** Begin Source excerpt **
One of the things I love making every summer is creamed corn. Yes, it's fattening, and yes, fresh summer corn can stand on its own without any additions. But it's so comforting and delicious, and it pairs so wonderfully with pork, I try to make it at least once a year.

It's a guaranteed man pleaser, so I like to make it when I have some boys to feed. My friends Neil and Nate came through town this weekend, so they gave me just the chance I needed! I served it with Bullock's BBQ (Durham's finest), cole slaw, green beans, biscuits and tomato pie courtesy of my friend Peggy.

For Quincy readers, my mom has informed me that no one's creamed corn could ever be better than BoBo's, but I haven't managed to get his recipe. This version is from the Cotton Country cookbook, published by the Junior League of Morgan County, Alabama. The book was a gift from Dan Price when I worked in television in the Shoals area of that great state.
** End Source excerpt **
** Begin Recorded data **
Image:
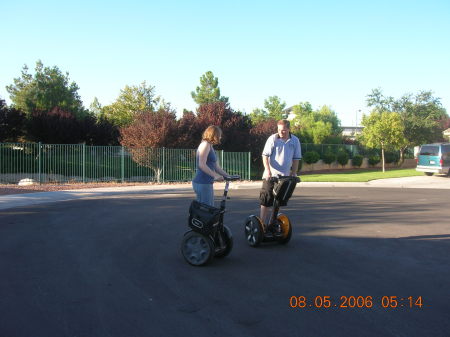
** End Recorded data **
**Exercise tasks**
[a] Copy the creamed corn piece between "It's a guaranteed" and "that great state.", inclusive.
[b] Answer these questions about the creamed corn piece:
(i) What meat does the writer say creamed corn pairs wonderfully with?
(ii) Who supplied the tomato pie?
(iii) Which cookbook is this creamed corn version from?
[c] Pick up the creamed corn piece after its final sentence and keep writing.

**Task-by-task answers**
[a]
It's a guaranteed man pleaser, so I like to make it when I have some boys to feed. My friends Neil and Nate came through town this weekend, so they gave me just the chance I needed! I served it with Bullock's BBQ (Durham's finest), cole slaw, green beans, biscuits and tomato pie courtesy of my friend Peggy.

For Quincy readers, my mom has informed me that no one's creamed corn could ever be better than BoBo's, but I haven't managed to get his recipe. This version is from the Cotton Country cookbook, published by the Junior League of Morgan County, Alabama. The book was a gift from Dan Price when I worked in television in the Shoals area of that great state.

[b]
(i) Pork.
(ii) The writer's friend Peggy.
(iii) The Cotton Country cookbook, published by the Junior League of Morgan County, Alabama.

[c]
12 ears corn
1/2 cup butter (the book also says you could use margarine...can't imagine why anyone would)
2 teaspoons sugar
salt and pepper to taste
1 cup water
2 cups milk
2 tablespoons flour dissolved in 1/4 cup water

Cut corn from the cob and place in pan. Add margarine, sugar, salt and pepper, and water. Simmer gently for 15 minutes. Add milk and flour dissolved in water. Cook on medium low heat for 30 minutes, stirring to prevent sticking. If mixture becomes too thick, add additional milk or water.

Thank you, Mrs. William A. Sims, wheverever you are!


Jaime Lee Puskar said...

I want the banana pudding recipe :)

Dee Stephens said...

don't you just love JL cookbooks?!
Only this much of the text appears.